● Given text
....................
Re: Large Frames, Continuations, Flow Control, and changing HPACK

On Tue, Jul 8, 2014 at 5:50 PM, Mike Belshe <mike@belshe.com> wrote:

>
>
>
> On Tue, Jul 8, 2014 at 5:33 PM, William Chan (陈智昌) <willchan@chromium.org>
> wrote:
>
>> On Tue, Jul 8, 2014 at 3:01 PM, Mike Belshe <mike@belshe.com> wrote:
>>
>>>
>>>
>>>
>>> On Tue, Jul 8, 2014 at 9:39 AM, Jeff Pinner <jpinner@twitter.com> wrote:
>>>
>>>> To be clear, the proposal is:
>>>>
>>>> 1) Remove the reference set from HPACK (use "Linear-H")
>>>>
>>>
>>> +1; Kazu's data convinces me entirely.
>>>
>>>
>>>> 2) Increase the frame size to 16-bits
>>>>
>>>
>>> +1 to increase the size.  I would support going larger; the artificial
>>> limits never provided value in SPDY nor H2.  I liked Greg's proposal
>>> generally.
>>>
>>
>> Just chiming in to note that this statement is factually incorrect, since
>> Patrick identified several instances where serialization latency of large
>> DATA frames was substantial. You can subjectively say this is little value,
>> but saying it has no value is simply false.
>>
>
> We all know that depending on what network/configuration/content you're
> rendering you'll see different results between 4kb, 12kb, and 16kb.  These
> tests go back to the origin of SPDY.   What I was trying to say is that you
> can have a larger maximum size and yet use a smaller size to get better
> performance if that suits you.  So the "little value" means that it doesn't
> inhibit using well suited frame sizes.  Conversely, if you are running a
> case where larger frames would help, you cannot go beyond an artificially
> low maximum.
....................
● Given request 1
Scale every point coordinate in the answers of the listing by 1.6, rounding to whole numbers with halves going up, and reproduce the requests unchanged. Cover only the listing lines starting with the line that contains "# point at: distant hill (one per instance)" and going on through the end of the listing, and leave the pictures out.
The listing that follows is unrelated to the email thread.

● Information provided
....................
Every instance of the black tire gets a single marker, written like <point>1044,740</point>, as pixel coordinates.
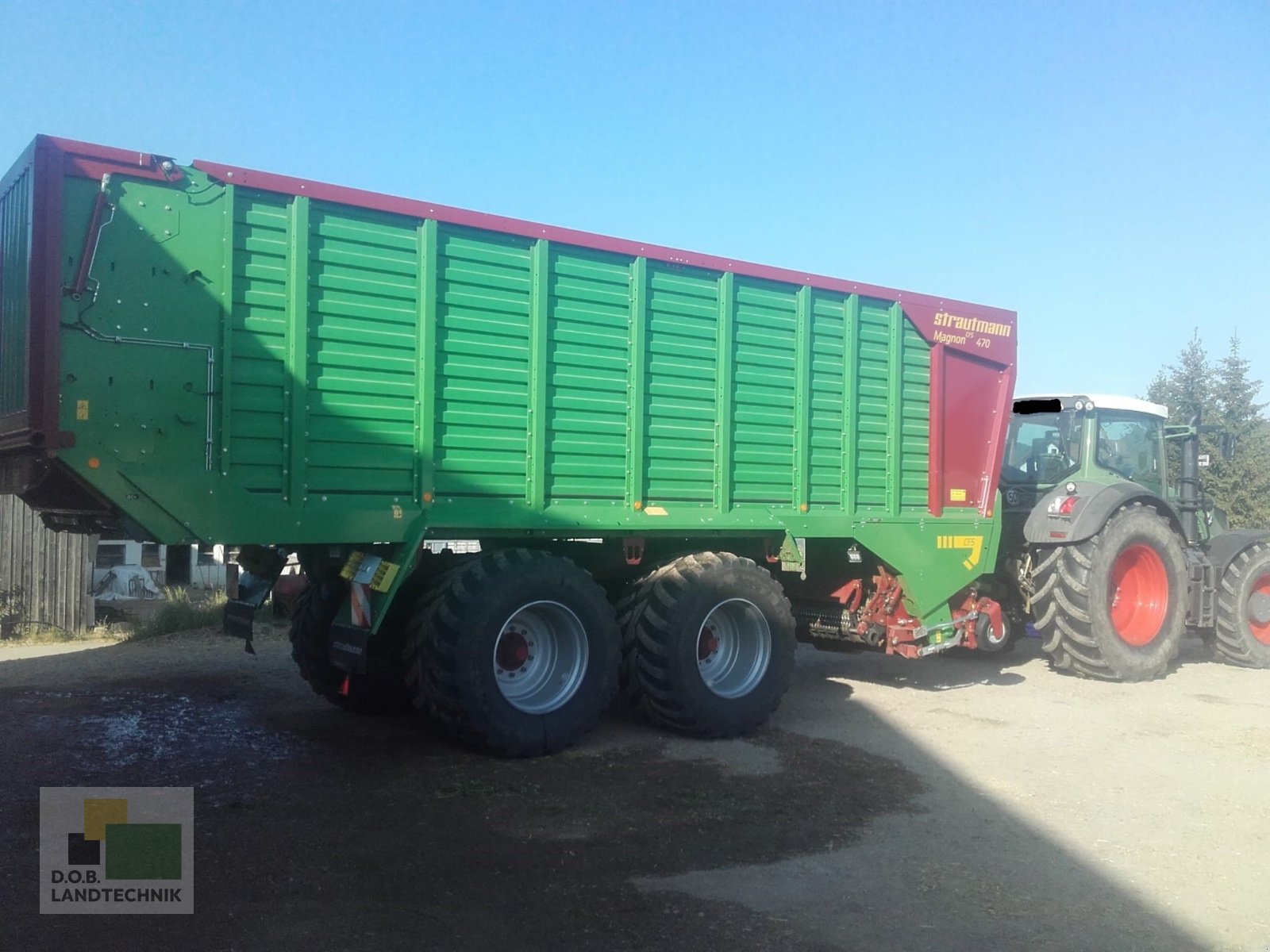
<point>452,640</point>
<point>1242,634</point>
<point>630,609</point>
<point>670,631</point>
<point>378,693</point>
<point>1094,631</point>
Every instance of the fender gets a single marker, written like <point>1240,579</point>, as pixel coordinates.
<point>1222,550</point>
<point>1095,503</point>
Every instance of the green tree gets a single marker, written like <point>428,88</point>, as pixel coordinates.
<point>1225,393</point>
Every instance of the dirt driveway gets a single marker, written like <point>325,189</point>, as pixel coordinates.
<point>952,804</point>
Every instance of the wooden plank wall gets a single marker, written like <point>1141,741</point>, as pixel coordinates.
<point>54,569</point>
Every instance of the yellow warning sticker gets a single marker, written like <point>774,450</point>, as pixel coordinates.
<point>975,543</point>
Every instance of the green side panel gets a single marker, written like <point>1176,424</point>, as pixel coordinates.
<point>891,419</point>
<point>829,384</point>
<point>914,422</point>
<point>679,405</point>
<point>483,363</point>
<point>588,346</point>
<point>362,355</point>
<point>385,378</point>
<point>16,224</point>
<point>766,328</point>
<point>258,340</point>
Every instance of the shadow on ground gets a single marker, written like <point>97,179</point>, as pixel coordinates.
<point>317,829</point>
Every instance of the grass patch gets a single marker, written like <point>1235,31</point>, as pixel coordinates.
<point>179,612</point>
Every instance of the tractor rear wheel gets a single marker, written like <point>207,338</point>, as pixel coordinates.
<point>714,647</point>
<point>516,653</point>
<point>1242,632</point>
<point>1113,607</point>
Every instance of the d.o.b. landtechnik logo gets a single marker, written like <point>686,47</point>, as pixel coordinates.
<point>117,850</point>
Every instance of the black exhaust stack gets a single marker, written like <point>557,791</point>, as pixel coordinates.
<point>1187,484</point>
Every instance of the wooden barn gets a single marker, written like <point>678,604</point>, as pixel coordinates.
<point>44,577</point>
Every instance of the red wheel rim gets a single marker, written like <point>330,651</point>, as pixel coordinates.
<point>1140,594</point>
<point>1261,632</point>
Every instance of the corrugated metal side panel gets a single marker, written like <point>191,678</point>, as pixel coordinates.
<point>362,367</point>
<point>683,323</point>
<point>258,321</point>
<point>914,457</point>
<point>17,211</point>
<point>829,382</point>
<point>588,349</point>
<point>483,363</point>
<point>766,327</point>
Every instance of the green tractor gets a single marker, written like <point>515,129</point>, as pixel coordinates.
<point>1110,555</point>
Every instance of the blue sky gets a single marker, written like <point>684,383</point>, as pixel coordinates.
<point>1102,168</point>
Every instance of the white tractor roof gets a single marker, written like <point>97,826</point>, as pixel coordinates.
<point>1108,401</point>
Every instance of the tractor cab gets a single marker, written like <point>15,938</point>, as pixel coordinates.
<point>1094,438</point>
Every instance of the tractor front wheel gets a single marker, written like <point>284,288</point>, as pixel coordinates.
<point>1242,634</point>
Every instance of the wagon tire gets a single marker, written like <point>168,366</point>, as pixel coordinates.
<point>516,654</point>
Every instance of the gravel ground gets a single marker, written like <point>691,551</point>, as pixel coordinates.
<point>948,804</point>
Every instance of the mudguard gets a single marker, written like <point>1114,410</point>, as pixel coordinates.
<point>1095,505</point>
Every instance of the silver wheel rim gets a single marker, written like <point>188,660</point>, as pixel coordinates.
<point>734,647</point>
<point>540,657</point>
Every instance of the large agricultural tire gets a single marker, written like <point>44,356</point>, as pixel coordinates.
<point>1242,634</point>
<point>714,647</point>
<point>516,654</point>
<point>630,608</point>
<point>1113,607</point>
<point>379,693</point>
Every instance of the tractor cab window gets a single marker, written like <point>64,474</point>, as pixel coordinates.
<point>1043,447</point>
<point>1130,447</point>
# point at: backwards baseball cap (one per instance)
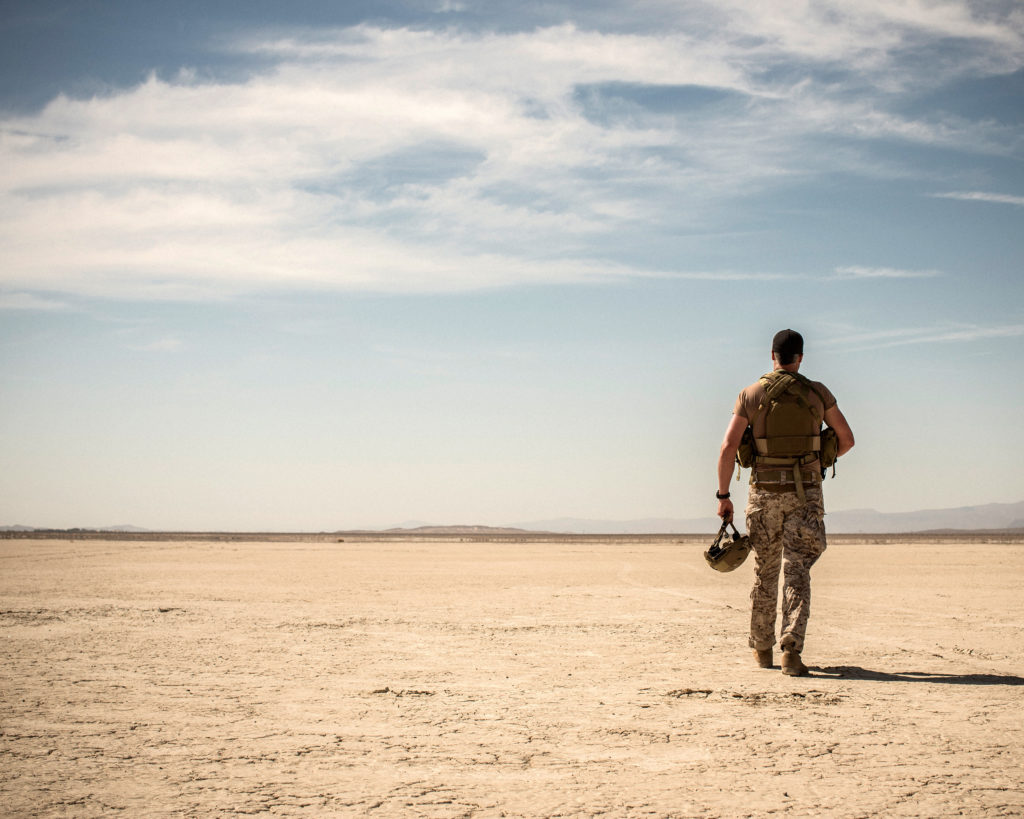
(787, 343)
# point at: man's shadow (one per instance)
(856, 673)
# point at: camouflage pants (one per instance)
(786, 535)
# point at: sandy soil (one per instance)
(480, 679)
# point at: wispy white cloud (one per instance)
(883, 272)
(980, 196)
(310, 175)
(905, 336)
(31, 301)
(166, 344)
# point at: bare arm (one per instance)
(836, 420)
(726, 459)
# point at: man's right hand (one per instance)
(725, 509)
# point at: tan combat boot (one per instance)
(793, 665)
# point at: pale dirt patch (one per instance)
(513, 679)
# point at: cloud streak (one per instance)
(883, 272)
(908, 336)
(313, 174)
(979, 196)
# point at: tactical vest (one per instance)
(793, 432)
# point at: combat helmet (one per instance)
(728, 551)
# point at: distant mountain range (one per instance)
(854, 521)
(988, 516)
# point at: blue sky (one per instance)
(309, 267)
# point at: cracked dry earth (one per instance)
(516, 679)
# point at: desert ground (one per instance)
(537, 679)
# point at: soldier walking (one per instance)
(780, 415)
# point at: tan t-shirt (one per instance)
(751, 397)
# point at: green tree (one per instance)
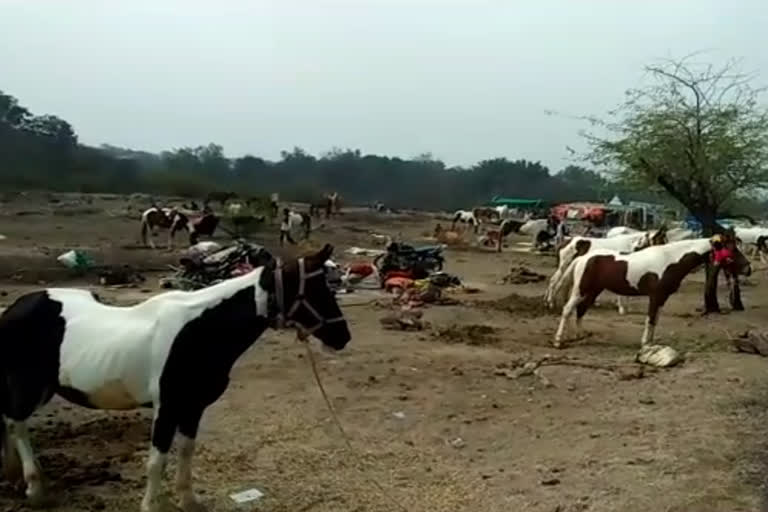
(696, 131)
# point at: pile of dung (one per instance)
(520, 305)
(522, 275)
(470, 334)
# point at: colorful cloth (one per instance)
(722, 255)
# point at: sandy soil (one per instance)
(433, 421)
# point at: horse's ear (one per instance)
(325, 253)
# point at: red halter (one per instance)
(285, 318)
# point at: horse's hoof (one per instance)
(41, 499)
(193, 505)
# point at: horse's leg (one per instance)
(566, 314)
(152, 237)
(163, 430)
(19, 434)
(654, 305)
(549, 298)
(187, 433)
(581, 309)
(620, 303)
(11, 463)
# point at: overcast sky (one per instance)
(465, 80)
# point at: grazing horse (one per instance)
(580, 245)
(755, 237)
(467, 217)
(172, 352)
(175, 220)
(486, 214)
(655, 272)
(220, 197)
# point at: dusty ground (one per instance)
(434, 423)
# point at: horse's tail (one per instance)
(307, 221)
(144, 229)
(566, 278)
(565, 258)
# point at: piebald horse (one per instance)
(755, 238)
(486, 214)
(303, 220)
(172, 352)
(467, 217)
(174, 220)
(580, 245)
(655, 272)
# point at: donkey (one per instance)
(580, 245)
(172, 352)
(655, 272)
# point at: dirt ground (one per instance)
(435, 421)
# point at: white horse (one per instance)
(680, 233)
(172, 352)
(655, 272)
(580, 245)
(465, 216)
(621, 230)
(755, 238)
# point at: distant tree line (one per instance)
(43, 152)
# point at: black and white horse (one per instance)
(175, 220)
(172, 352)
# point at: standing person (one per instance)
(285, 228)
(273, 204)
(561, 231)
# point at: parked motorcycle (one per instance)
(419, 261)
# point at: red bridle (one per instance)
(285, 318)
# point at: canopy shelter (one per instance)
(591, 212)
(516, 203)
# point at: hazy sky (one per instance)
(465, 80)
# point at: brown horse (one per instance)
(655, 272)
(174, 220)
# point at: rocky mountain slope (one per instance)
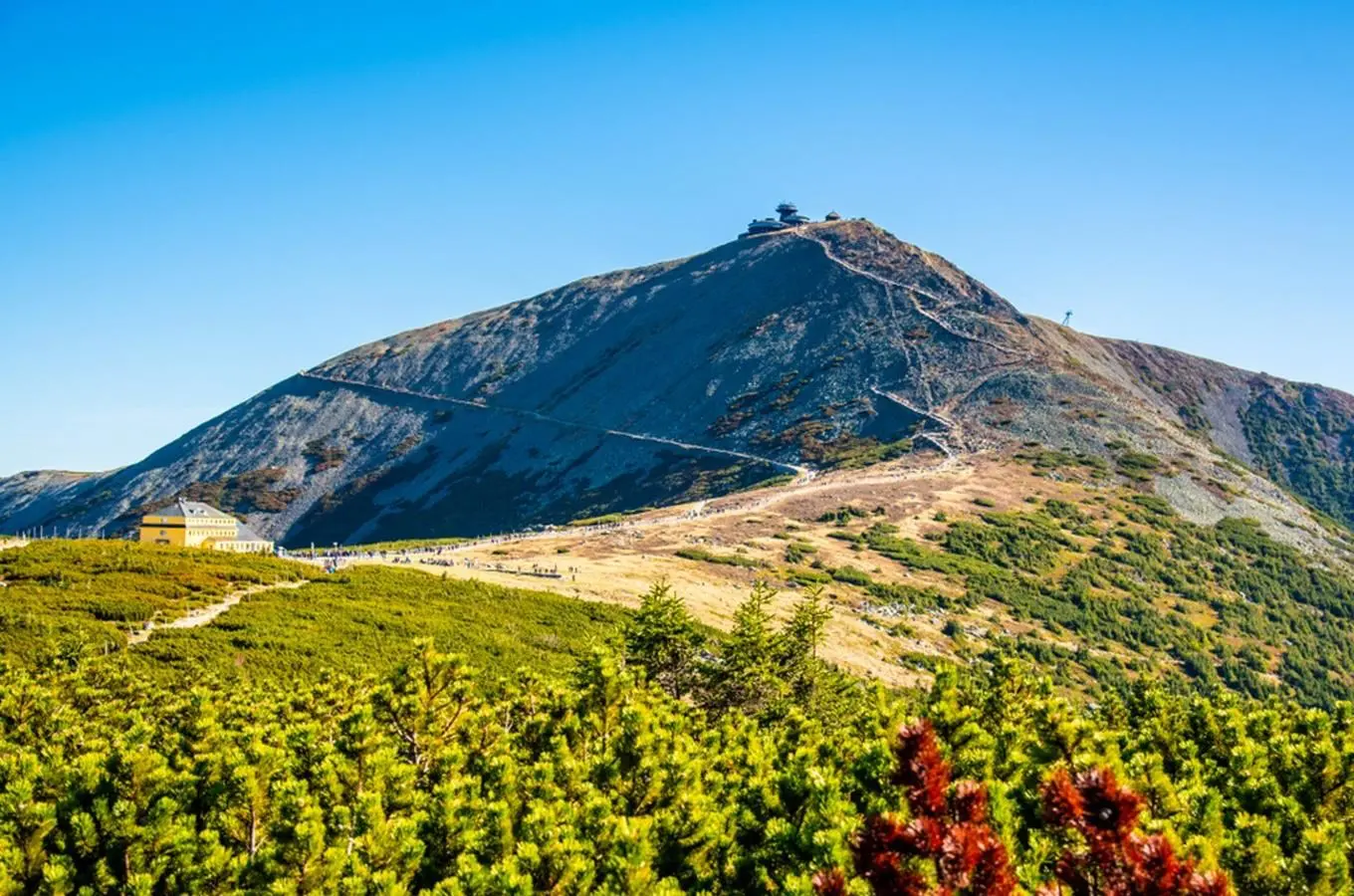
(831, 343)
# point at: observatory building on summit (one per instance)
(787, 215)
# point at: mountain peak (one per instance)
(797, 346)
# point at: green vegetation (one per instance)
(304, 744)
(1226, 605)
(759, 780)
(79, 595)
(363, 620)
(1138, 466)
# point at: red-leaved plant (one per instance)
(947, 835)
(1114, 859)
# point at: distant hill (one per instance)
(831, 343)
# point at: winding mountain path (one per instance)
(913, 291)
(395, 390)
(203, 614)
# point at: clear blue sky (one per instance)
(267, 184)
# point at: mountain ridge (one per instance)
(808, 348)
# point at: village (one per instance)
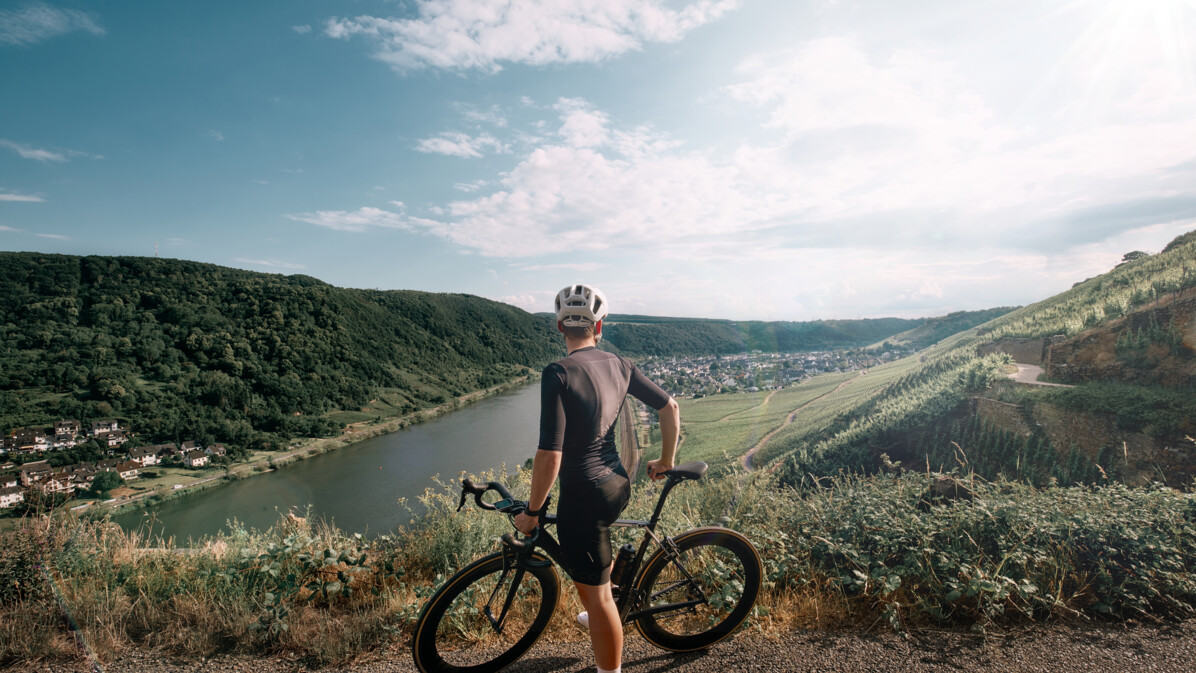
(712, 374)
(122, 465)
....................
● Given request 2
In the email thread on large frames and HPACK, what frame size does the proposal call for?

● Exercise answer 1
# point at: distant hill (one per instance)
(1330, 549)
# point at: winding mountain path (one per instance)
(1461, 466)
(632, 624)
(325, 982)
# point at: clear blue sky (one per instance)
(427, 294)
# point at: mountain ridge (one per instance)
(1293, 557)
# point at: village (one per instance)
(1139, 598)
(195, 744)

● Exercise answer 2
It proposes increasing the frame size to 16 bits.